**Stated exercise:** Reproduce, unchanged, everything from the line containing "Task: tag the basketball in" down to the line containing "x=183, y=562", including both of those lines.

**Entries for pointing and labeling:**
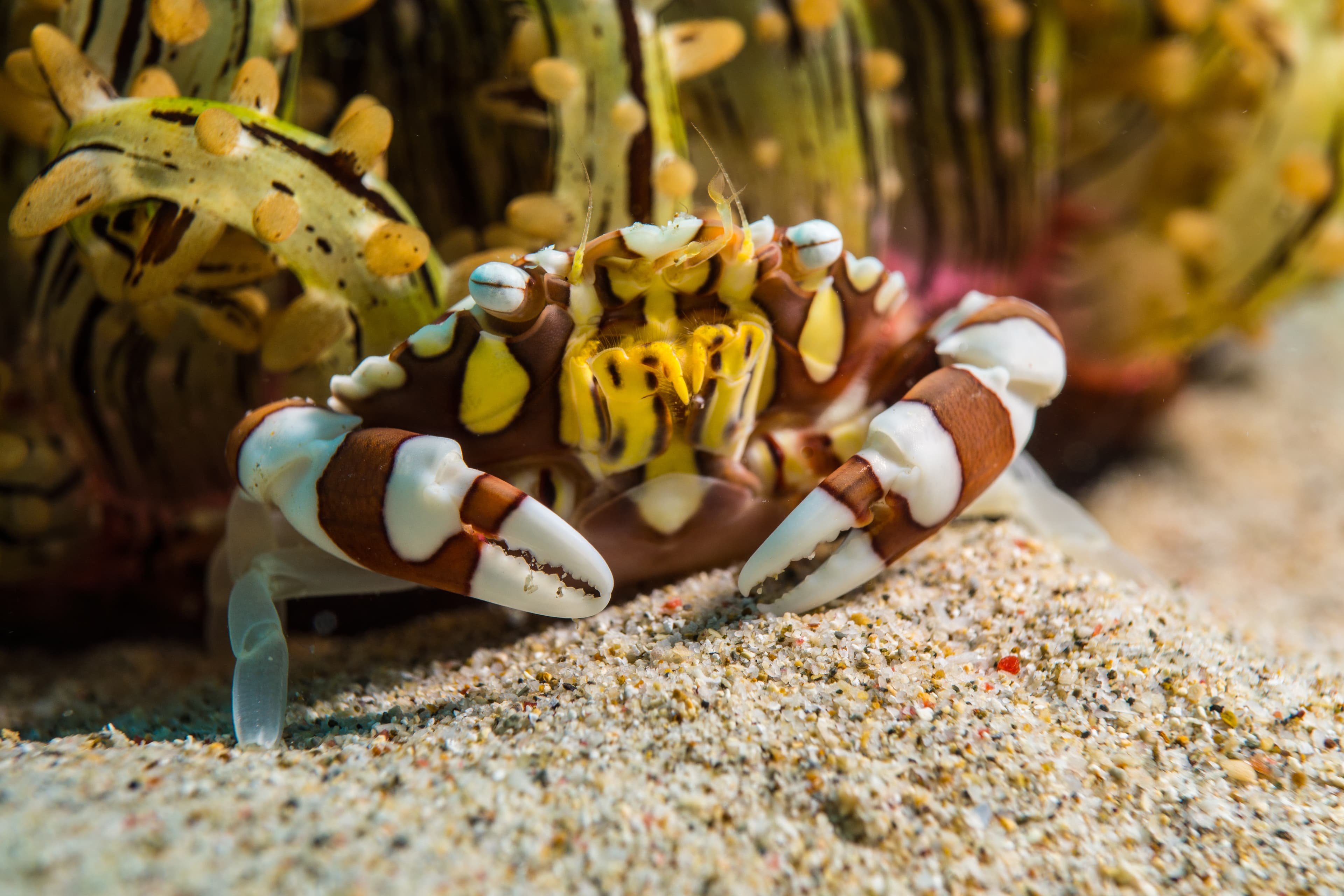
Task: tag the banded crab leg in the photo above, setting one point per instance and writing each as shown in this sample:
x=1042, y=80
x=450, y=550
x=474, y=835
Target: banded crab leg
x=926, y=457
x=386, y=507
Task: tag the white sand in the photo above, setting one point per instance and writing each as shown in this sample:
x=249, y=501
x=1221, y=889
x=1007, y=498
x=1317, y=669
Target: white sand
x=1242, y=498
x=680, y=743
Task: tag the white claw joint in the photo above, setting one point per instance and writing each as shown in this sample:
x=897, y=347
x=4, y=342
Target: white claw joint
x=408, y=506
x=926, y=457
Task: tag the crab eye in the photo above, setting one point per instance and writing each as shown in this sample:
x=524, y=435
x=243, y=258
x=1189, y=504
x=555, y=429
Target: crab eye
x=498, y=288
x=818, y=242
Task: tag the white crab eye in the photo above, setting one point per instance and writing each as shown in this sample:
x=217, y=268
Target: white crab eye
x=498, y=288
x=819, y=244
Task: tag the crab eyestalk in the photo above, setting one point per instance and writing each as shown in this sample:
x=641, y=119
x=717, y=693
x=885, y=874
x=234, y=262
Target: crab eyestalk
x=366, y=266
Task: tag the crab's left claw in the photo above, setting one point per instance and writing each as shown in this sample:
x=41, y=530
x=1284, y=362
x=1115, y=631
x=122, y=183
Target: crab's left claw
x=926, y=457
x=406, y=506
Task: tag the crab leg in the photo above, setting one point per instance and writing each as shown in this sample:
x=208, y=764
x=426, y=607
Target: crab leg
x=406, y=506
x=926, y=457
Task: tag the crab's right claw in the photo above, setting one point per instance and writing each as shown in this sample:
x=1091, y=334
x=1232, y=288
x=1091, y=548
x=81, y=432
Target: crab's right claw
x=926, y=457
x=408, y=507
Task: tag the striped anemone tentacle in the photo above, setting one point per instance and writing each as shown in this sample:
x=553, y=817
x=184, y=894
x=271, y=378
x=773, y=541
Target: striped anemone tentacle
x=406, y=506
x=928, y=456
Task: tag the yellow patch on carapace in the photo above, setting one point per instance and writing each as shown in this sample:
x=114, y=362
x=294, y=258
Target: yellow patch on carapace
x=494, y=386
x=822, y=340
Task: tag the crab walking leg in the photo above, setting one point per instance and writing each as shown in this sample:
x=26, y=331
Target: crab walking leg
x=406, y=506
x=926, y=457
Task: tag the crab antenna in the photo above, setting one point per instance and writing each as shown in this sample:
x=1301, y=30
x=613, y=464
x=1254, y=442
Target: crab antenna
x=734, y=197
x=577, y=266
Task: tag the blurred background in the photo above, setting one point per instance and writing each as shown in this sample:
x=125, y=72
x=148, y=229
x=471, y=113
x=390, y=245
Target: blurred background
x=1163, y=176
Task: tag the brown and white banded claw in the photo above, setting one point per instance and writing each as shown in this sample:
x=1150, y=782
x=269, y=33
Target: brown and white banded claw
x=926, y=457
x=406, y=506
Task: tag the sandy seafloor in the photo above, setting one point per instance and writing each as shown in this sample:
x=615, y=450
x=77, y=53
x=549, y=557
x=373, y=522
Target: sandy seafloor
x=1150, y=741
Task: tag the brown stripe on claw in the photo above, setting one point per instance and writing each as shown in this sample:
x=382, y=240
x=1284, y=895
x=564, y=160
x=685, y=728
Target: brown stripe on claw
x=488, y=503
x=857, y=487
x=248, y=425
x=350, y=508
x=1006, y=308
x=978, y=422
x=894, y=531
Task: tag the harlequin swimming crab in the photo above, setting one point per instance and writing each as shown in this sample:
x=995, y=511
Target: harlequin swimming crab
x=656, y=401
x=651, y=404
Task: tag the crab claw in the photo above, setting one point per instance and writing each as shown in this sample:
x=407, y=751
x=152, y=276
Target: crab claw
x=408, y=507
x=926, y=457
x=909, y=453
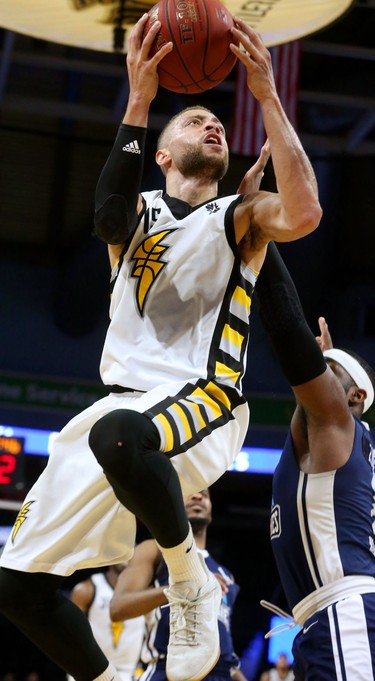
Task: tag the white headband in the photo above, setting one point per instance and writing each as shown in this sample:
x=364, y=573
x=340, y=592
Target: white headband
x=355, y=370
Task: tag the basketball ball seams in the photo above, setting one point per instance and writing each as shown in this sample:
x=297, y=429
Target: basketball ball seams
x=200, y=33
x=176, y=48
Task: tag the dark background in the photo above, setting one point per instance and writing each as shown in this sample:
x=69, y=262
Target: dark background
x=59, y=111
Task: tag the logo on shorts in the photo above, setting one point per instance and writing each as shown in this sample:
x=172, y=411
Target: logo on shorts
x=275, y=523
x=22, y=516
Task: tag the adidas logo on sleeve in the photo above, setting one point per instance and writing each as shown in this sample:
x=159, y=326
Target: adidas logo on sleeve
x=133, y=147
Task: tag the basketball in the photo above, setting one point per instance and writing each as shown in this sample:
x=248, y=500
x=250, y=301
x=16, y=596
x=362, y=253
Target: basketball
x=200, y=32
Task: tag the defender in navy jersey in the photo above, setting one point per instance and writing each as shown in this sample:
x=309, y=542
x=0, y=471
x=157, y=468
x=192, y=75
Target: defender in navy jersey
x=144, y=587
x=184, y=264
x=323, y=506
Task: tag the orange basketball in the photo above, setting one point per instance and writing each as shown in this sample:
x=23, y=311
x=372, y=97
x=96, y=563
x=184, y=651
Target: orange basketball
x=200, y=32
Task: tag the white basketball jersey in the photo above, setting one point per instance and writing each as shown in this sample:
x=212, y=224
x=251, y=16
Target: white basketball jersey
x=180, y=301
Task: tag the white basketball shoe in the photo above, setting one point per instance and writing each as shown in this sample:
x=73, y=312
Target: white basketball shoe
x=194, y=645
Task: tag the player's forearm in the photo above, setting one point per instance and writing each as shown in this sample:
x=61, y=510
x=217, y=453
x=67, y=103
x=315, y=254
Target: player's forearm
x=137, y=110
x=295, y=177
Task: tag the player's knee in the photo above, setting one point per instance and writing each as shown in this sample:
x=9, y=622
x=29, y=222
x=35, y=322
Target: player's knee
x=121, y=436
x=14, y=592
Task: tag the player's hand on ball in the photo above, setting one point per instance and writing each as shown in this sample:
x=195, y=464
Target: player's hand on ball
x=142, y=67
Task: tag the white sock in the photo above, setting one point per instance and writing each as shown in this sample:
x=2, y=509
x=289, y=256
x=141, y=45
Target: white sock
x=110, y=674
x=183, y=562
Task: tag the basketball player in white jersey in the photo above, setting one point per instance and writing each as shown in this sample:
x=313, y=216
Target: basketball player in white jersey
x=184, y=265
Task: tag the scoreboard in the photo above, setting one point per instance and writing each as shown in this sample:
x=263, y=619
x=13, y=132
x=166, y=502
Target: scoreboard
x=12, y=463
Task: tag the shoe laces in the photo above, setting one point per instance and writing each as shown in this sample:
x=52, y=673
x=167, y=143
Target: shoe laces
x=184, y=618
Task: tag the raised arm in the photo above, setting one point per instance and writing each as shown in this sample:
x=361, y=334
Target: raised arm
x=295, y=210
x=299, y=355
x=117, y=199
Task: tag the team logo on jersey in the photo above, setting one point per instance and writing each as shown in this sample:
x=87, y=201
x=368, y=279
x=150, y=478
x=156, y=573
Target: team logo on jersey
x=148, y=265
x=117, y=629
x=22, y=516
x=275, y=522
x=212, y=207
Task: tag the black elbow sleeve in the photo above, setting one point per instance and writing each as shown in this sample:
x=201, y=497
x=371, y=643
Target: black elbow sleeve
x=112, y=222
x=293, y=342
x=118, y=186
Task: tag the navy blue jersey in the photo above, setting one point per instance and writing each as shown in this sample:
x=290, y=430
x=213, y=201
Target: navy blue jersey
x=159, y=636
x=322, y=525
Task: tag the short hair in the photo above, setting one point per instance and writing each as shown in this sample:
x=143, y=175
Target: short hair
x=162, y=139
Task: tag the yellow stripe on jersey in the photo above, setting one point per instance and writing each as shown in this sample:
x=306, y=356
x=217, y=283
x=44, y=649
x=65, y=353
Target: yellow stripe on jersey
x=208, y=401
x=241, y=297
x=193, y=405
x=169, y=439
x=213, y=389
x=226, y=372
x=117, y=629
x=233, y=336
x=184, y=422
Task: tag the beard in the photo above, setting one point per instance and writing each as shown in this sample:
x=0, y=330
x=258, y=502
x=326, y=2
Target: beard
x=195, y=164
x=197, y=523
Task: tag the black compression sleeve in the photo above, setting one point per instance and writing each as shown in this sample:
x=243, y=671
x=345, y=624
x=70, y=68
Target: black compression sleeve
x=293, y=342
x=118, y=186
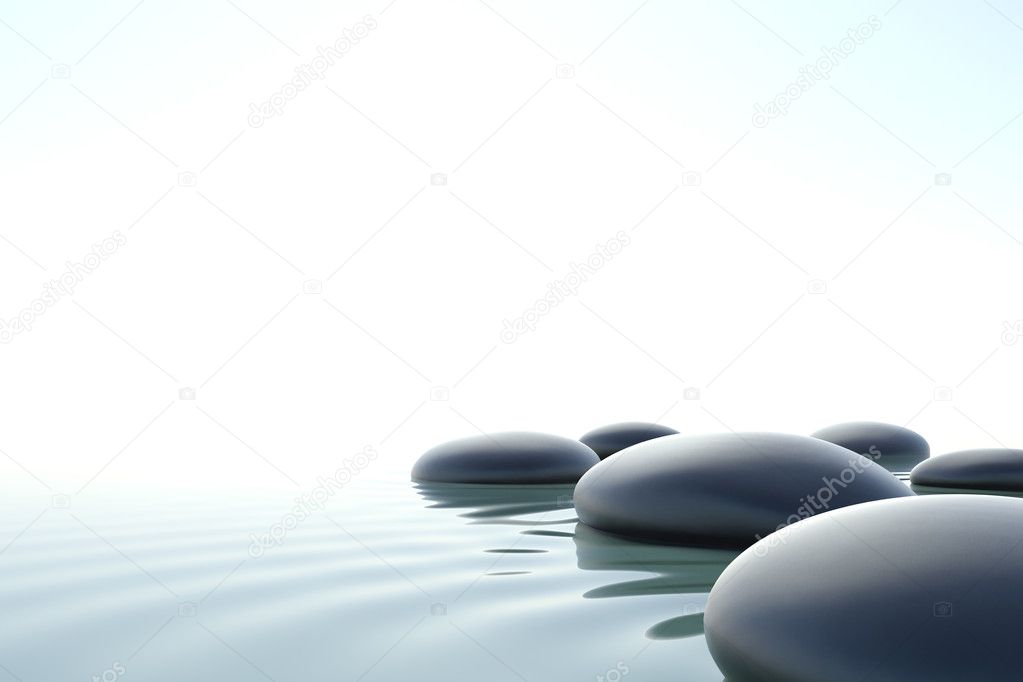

**Written response:**
Task: tag the basketball in the photo above, setting one point per instance and writing each as shown in this sample:
x=248, y=500
x=250, y=301
x=16, y=596
x=362, y=253
Target: basketball
x=200, y=32
Task: tag the defender in navy jersey in the photo above, setting one point per instance and writing each as shown in this sample:
x=309, y=542
x=0, y=471
x=157, y=468
x=192, y=75
Target: defender in navy jersey
x=144, y=587
x=184, y=264
x=323, y=506
Task: tag the orange basketball in the photo above, setting one point per instance and writing each as shown in this sample:
x=23, y=311
x=372, y=97
x=96, y=563
x=184, y=651
Target: orange basketball
x=200, y=32
Task: tag the white basketball jersey in the photo above, setting one point per instance and writing each as shown in this sample:
x=212, y=224
x=251, y=16
Target: white basketball jersey
x=180, y=301
Task: tag the white basketball shoe in the photo above, setting one point per instance and writing each as shown in this sample:
x=73, y=312
Target: white basketball shoe
x=194, y=645
Task: tag the player's forearm in the photo above, setting one point per instance and writing each as shown in this sample:
x=61, y=510
x=217, y=453
x=67, y=103
x=315, y=254
Target: player's forearm
x=137, y=110
x=295, y=177
Task: tag the player's knee in the photo above, setting one point per instance and writing each as shown in this sample:
x=9, y=622
x=29, y=222
x=35, y=322
Target: player's knee
x=121, y=436
x=14, y=592
Task: tag the player's hand on ball in the photo above, setting one point per instance and writing each as shown in this sample:
x=195, y=464
Target: player's hand on ball
x=142, y=67
Task: tag the white sock in the photo above, setting one point per instance and writing each as shown in this sample:
x=2, y=509
x=289, y=256
x=141, y=45
Target: white sock
x=110, y=674
x=183, y=562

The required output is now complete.